### DATA TO USE:
— begin —
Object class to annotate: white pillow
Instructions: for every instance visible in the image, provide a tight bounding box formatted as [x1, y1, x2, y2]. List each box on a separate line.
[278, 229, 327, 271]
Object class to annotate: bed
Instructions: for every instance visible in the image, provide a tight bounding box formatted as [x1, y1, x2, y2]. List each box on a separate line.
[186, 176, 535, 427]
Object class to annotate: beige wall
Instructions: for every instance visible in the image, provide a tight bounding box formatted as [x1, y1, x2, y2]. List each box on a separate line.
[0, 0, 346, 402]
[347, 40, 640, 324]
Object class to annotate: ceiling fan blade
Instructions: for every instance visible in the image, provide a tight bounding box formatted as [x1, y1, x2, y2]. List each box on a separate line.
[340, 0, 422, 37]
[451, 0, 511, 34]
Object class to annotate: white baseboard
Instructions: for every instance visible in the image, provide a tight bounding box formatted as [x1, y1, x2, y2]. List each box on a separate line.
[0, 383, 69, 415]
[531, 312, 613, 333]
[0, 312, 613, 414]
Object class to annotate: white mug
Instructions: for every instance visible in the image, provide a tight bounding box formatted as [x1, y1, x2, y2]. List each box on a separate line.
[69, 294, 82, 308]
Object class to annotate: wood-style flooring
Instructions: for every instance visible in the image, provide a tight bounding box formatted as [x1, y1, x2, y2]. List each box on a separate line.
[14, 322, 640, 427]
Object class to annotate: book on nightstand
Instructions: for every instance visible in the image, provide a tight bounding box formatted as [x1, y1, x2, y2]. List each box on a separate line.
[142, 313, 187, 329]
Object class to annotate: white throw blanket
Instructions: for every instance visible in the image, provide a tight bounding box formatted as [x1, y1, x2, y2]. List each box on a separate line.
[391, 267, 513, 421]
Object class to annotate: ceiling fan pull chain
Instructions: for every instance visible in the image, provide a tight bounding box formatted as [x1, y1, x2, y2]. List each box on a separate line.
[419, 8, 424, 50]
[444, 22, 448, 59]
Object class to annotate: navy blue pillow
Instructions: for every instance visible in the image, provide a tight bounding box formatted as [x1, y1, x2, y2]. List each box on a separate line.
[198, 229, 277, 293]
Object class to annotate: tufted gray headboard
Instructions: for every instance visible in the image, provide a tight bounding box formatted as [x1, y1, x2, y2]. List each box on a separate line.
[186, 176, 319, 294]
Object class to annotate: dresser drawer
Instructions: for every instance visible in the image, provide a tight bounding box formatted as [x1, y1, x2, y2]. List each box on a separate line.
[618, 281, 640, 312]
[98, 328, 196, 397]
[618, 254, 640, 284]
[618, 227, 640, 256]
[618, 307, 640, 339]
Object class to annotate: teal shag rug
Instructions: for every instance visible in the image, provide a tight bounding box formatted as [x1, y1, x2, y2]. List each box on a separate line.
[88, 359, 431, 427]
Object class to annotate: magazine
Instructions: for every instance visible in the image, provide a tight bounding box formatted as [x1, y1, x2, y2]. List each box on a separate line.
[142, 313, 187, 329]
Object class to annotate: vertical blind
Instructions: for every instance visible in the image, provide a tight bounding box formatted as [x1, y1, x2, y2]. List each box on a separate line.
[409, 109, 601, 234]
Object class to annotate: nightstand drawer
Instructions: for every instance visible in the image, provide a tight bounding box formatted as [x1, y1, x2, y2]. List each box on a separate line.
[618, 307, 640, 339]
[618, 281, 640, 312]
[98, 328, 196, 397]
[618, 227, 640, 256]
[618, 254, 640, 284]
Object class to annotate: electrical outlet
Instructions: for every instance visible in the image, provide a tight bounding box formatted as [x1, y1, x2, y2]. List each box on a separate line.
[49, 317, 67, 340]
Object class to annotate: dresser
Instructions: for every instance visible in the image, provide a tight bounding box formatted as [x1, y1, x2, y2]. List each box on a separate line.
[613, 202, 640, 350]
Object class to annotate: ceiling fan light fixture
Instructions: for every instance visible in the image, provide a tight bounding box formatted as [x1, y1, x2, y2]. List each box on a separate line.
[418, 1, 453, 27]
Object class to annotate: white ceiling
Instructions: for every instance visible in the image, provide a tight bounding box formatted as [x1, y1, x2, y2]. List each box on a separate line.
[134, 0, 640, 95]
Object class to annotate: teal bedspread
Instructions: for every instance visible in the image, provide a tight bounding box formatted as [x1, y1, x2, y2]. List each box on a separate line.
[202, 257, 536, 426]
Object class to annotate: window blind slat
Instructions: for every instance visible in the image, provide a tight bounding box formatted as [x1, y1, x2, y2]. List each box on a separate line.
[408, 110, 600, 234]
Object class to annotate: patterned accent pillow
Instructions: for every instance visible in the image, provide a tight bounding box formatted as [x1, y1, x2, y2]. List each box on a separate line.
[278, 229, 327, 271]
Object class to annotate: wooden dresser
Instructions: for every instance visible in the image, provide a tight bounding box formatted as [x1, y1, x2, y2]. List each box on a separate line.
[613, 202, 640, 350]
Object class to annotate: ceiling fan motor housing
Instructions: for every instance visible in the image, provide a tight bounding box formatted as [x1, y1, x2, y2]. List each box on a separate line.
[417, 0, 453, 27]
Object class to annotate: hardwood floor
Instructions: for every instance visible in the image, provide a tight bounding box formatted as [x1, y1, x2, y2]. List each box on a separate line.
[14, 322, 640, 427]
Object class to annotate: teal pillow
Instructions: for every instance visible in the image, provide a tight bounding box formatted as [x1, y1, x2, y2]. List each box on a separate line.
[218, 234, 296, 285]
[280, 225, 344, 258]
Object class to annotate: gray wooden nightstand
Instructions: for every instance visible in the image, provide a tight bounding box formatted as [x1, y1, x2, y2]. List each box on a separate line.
— end —
### AIM:
Copy all of the records above word for word, without changing anything.

### TASK RESULT:
Object class to annotate: white pillow
Instructions: for every instance visible in the image, provide a tight bounding box formatted as [x1, y1, x2, y2]. List each box on a separate line.
[278, 229, 327, 271]
Object class to annotate: bed
Instructions: for every instance visible in the image, provide a tight bounding box formatted as [x1, y1, x2, y2]. List each box on a separate line.
[186, 176, 535, 427]
Object class to annotate: beige wall
Instructions: for every instance visible in the image, provide a tight bounding box formatted as [x1, y1, x2, y2]. List each box on a separate line.
[0, 0, 346, 402]
[347, 40, 640, 324]
Object class to annotate: ceiling fan blade
Instructions: for every instance visible in the image, provide a tight bounding box formatted as [x1, y1, x2, y2]. List each box on a separate line.
[340, 0, 422, 37]
[451, 0, 511, 34]
Object class to annotate: white baseboard
Instructions: for every instance visible in the image, provide a tight bounding box formatted as [x1, y1, x2, y2]. List each box on a separate line.
[0, 383, 69, 415]
[531, 312, 613, 333]
[0, 312, 613, 414]
Object class to annotate: white mug
Instructions: for every instance visible in the image, provide a tight bounding box formatted as [x1, y1, x2, y2]. List each box on a separate line.
[69, 294, 82, 308]
Object class to annotate: wood-style flooring
Instructions: for every instance visible in the image, provide a tight bounding box formatted as [x1, y1, x2, y2]. List each box on a separate line.
[14, 322, 640, 427]
Object class to annotate: book on nightstand
Instructions: for every instance visible in the image, provide a tight bounding box formatted as [x1, y1, x2, y2]. List each box on a separate line.
[142, 313, 187, 329]
Object class to annotate: white throw blanket
Instructions: for every instance visible in the image, provide a tight bounding box formatted as [x1, y1, x2, y2]. List each box on a separate line.
[391, 267, 513, 421]
Object class to annotate: ceiling fan pull chain
Instructions: for every instance visible in the image, provide a tight bounding box formatted as [x1, y1, x2, y2]. List each box on a separate line.
[419, 8, 424, 50]
[444, 22, 448, 59]
Object class to annotate: navy blue pillow
Instructions: for every instance visible in the image, provide a tight bounding box formatted as [x1, y1, x2, y2]. List each box on a separate line.
[198, 229, 277, 293]
Object class to annotate: tufted gray headboard
Instructions: for every instance visible in the image, provide a tight bounding box formatted as [x1, y1, x2, y2]. List each box on a separate line.
[186, 176, 319, 294]
Object class to annotate: dresser drawer
Instructions: for every instance visible in the image, provide a tight bounding box formatted as [x1, y1, x2, y2]. List each box on a separate line.
[618, 281, 640, 312]
[98, 328, 196, 397]
[618, 254, 640, 284]
[618, 227, 640, 256]
[618, 307, 640, 339]
Object class to annotate: teal shag rug
Instructions: for every instance visible in the image, provide a tight bounding box formatted as [x1, y1, x2, y2]. List each box on a separate line.
[88, 359, 431, 427]
Object class to annotate: magazine
Instructions: for every instance visible in the image, provide a tight bounding box formatted as [x1, y1, x2, y2]. List each box on a separate line.
[142, 313, 187, 329]
Object class to annotate: vertical blind
Instructions: for every instance visible in the image, provide a tight bounding box formatted as [x1, y1, x2, y2]. List each box on a separate line.
[409, 109, 601, 234]
Object class to annotate: nightstand drawer
Instructions: for every instance visible in the image, provide a tight bounding box formatted as [x1, y1, x2, y2]. List each box on a separate line.
[618, 307, 640, 339]
[618, 281, 640, 312]
[98, 328, 196, 397]
[618, 227, 640, 256]
[618, 254, 640, 284]
Object class to annotate: electrical outlet
Instructions: for every instance visible in the image, provide a tight bounding box formatted as [x1, y1, x2, y2]. List each box on a separate line.
[49, 317, 67, 340]
Object class to annotate: dresser
Instructions: for every instance visible in the image, provide a tight bounding box formatted as [x1, y1, x2, y2]. List each box on a separate line.
[613, 202, 640, 350]
Object class to annotate: ceiling fan light fixture
Instructions: for every instance visible in the image, provide a tight bounding box formatted as [x1, y1, x2, y2]. List each box on a separate line.
[418, 1, 453, 27]
Object class to annotate: white ceiling
Instructions: for every instance visible in the image, provide a tight bounding box formatted as [x1, y1, x2, y2]. List each box on a separate line.
[134, 0, 640, 95]
Object class to annotate: teal bedspread
Instructions: for every instance visible in the image, provide a tight bounding box formatted as [x1, y1, x2, y2]. List each box on a separate line.
[202, 257, 536, 426]
Object class to annotate: window blind slat
Instructions: for every instance visible in the image, provide a tight bounding box formatted as [x1, y1, x2, y2]. List each box on a separate line.
[408, 110, 600, 234]
Object class to annotate: patterned accent pillow
Instructions: for every instance visible in the image, provide a tight bounding box formatted as [x1, y1, x2, y2]. List each box on a separate line.
[278, 229, 327, 271]
Object class to annotate: wooden dresser
Instructions: for every instance visible in the image, provide a tight bounding box formatted as [x1, y1, x2, y2]. List each box on a separate line.
[613, 202, 640, 350]
Object class to annotate: ceiling fan motor housing
Instructions: for every instance visible in the image, provide a tight bounding box formatted as [x1, y1, x2, y2]. List each box on a separate line.
[417, 0, 453, 27]
Object class to annotate: hardwood floor
Instructions: for every instance visible in the image, provide a tight bounding box formatted as [x1, y1, x2, y2]. List each box on a separate line.
[14, 322, 640, 427]
Object class to annotate: teal pillow
Instructions: for every instance visible in the image, provide a tight bounding box formatted as [x1, y1, x2, y2]. List each box on a separate line.
[218, 234, 296, 285]
[280, 225, 344, 258]
Object class to annotate: gray wooden nightstand
Instructions: for every instance visible in the image, provide a tight bounding box formatted as [x1, y1, x2, y2]. List each box on a separate line.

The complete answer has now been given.